### TRY IT:
What you return should match the data word for word, minus the images.

### Excerpts from a dataset:
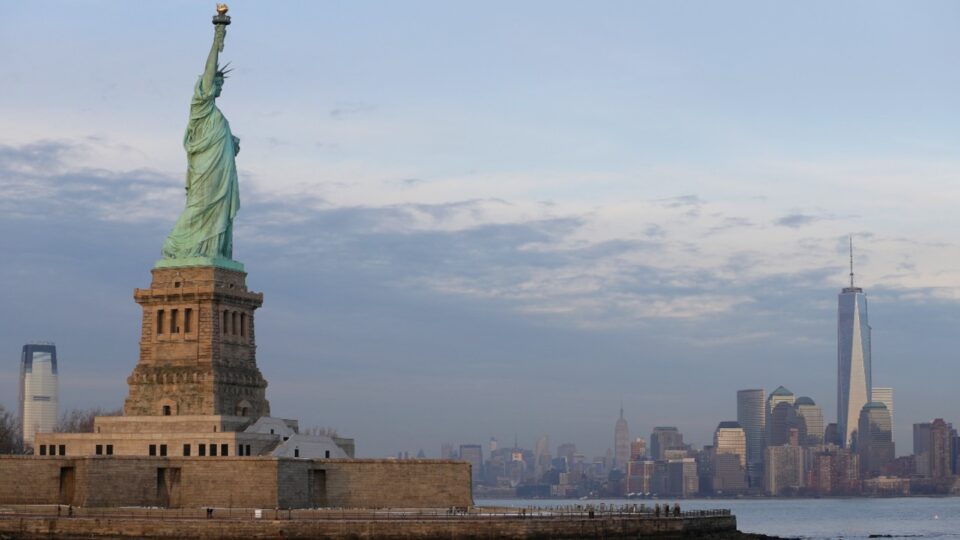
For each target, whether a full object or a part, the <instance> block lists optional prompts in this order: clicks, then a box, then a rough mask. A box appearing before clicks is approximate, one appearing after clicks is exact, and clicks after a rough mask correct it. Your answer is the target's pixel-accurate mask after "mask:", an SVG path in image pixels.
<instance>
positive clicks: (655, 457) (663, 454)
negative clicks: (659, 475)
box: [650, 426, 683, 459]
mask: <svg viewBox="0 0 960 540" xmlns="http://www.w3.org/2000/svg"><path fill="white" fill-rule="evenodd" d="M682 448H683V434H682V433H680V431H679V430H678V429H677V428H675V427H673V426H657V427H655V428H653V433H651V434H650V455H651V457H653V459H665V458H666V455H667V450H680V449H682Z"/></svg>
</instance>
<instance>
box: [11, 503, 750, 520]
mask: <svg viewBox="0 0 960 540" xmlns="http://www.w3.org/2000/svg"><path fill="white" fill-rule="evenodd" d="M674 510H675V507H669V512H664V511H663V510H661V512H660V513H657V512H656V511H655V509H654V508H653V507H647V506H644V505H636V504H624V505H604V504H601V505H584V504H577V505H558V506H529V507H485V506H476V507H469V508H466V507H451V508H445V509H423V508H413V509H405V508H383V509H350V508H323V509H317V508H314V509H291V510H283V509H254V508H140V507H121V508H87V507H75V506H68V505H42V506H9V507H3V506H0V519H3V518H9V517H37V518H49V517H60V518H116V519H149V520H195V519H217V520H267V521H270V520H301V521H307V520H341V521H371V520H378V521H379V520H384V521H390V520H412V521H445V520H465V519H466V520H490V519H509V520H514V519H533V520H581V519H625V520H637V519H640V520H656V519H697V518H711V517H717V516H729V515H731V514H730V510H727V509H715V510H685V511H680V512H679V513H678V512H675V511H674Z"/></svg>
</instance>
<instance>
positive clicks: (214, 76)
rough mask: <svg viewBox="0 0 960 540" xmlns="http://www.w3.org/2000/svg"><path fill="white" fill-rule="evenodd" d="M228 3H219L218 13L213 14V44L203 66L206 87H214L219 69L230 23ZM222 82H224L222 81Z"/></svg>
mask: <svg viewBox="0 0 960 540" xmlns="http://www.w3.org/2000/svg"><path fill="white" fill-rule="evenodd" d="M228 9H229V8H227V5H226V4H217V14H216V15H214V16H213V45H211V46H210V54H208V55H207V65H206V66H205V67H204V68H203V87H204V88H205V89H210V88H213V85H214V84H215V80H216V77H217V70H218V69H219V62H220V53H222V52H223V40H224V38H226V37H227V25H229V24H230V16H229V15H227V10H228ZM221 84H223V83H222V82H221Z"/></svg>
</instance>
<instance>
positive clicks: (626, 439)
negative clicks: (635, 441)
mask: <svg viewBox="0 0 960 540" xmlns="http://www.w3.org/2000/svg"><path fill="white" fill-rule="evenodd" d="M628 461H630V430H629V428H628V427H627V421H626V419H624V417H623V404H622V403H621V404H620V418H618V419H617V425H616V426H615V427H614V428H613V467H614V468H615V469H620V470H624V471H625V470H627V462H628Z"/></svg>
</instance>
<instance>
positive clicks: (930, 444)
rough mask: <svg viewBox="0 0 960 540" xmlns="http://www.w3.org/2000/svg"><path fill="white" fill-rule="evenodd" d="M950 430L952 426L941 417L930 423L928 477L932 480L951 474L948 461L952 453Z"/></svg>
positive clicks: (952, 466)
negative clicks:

### RESPONSE AREA:
For each target, whether a full object or a part, the <instance> block lists optional prompts in this order: clicks, then a box, then a rough mask. A box appearing before clicks is approximate, one appearing after clicks is exact, and clicks after a rough mask correct it. Your answer is the target's pixel-accurate mask after "mask:", an SVG path in image pixels.
<instance>
positive clicks: (655, 457) (663, 454)
negative clicks: (659, 475)
box: [650, 426, 683, 459]
mask: <svg viewBox="0 0 960 540" xmlns="http://www.w3.org/2000/svg"><path fill="white" fill-rule="evenodd" d="M682 448H683V434H682V433H680V431H679V430H678V429H677V428H675V427H673V426H657V427H655V428H653V433H651V434H650V455H651V457H653V459H665V458H666V455H667V450H680V449H682Z"/></svg>
</instance>
<instance>
box: [11, 503, 750, 520]
mask: <svg viewBox="0 0 960 540" xmlns="http://www.w3.org/2000/svg"><path fill="white" fill-rule="evenodd" d="M674 510H675V507H669V512H664V511H663V510H661V512H660V513H657V512H656V511H655V509H654V508H653V507H647V506H644V505H636V504H624V505H604V504H601V505H584V504H577V505H558V506H529V507H485V506H476V507H469V508H466V507H451V508H445V509H423V508H413V509H405V508H383V509H350V508H323V509H317V508H314V509H291V510H283V509H254V508H140V507H121V508H87V507H75V506H68V505H42V506H9V507H3V506H0V519H3V518H9V517H37V518H49V517H60V518H116V519H149V520H195V519H217V520H267V521H270V520H301V521H307V520H341V521H371V520H378V521H379V520H384V521H390V520H412V521H445V520H465V519H466V520H490V519H509V520H514V519H533V520H581V519H625V520H637V519H640V520H656V519H697V518H711V517H717V516H729V515H731V514H730V510H727V509H715V510H685V511H680V512H679V513H678V512H675V511H674Z"/></svg>
</instance>
<instance>
positive clicks: (214, 76)
rough mask: <svg viewBox="0 0 960 540" xmlns="http://www.w3.org/2000/svg"><path fill="white" fill-rule="evenodd" d="M228 3H219L218 13L213 14V44L203 66L206 87H214L219 69L230 23ZM222 82H224L222 81Z"/></svg>
mask: <svg viewBox="0 0 960 540" xmlns="http://www.w3.org/2000/svg"><path fill="white" fill-rule="evenodd" d="M228 9H229V8H227V5H226V4H217V14H216V15H214V16H213V45H211V46H210V54H208V55H207V65H206V66H205V67H204V68H203V87H204V88H205V89H210V88H213V85H214V84H215V80H216V77H217V70H218V69H219V62H220V53H222V52H223V40H224V38H226V37H227V25H229V24H230V16H229V15H227V10H228ZM221 84H223V83H222V82H221Z"/></svg>
</instance>
<instance>
positive clicks: (626, 439)
negative clicks: (635, 441)
mask: <svg viewBox="0 0 960 540" xmlns="http://www.w3.org/2000/svg"><path fill="white" fill-rule="evenodd" d="M628 461H630V430H629V428H628V427H627V421H626V419H624V417H623V404H622V403H621V404H620V418H618V419H617V425H616V426H615V427H614V428H613V467H614V468H615V469H620V470H624V471H625V470H627V462H628Z"/></svg>
</instance>
<instance>
positive clicks: (930, 444)
rough mask: <svg viewBox="0 0 960 540" xmlns="http://www.w3.org/2000/svg"><path fill="white" fill-rule="evenodd" d="M950 430L952 426L941 417L930 423L928 477L932 480L951 474L948 461L952 453Z"/></svg>
positive clicks: (952, 466)
negative clicks:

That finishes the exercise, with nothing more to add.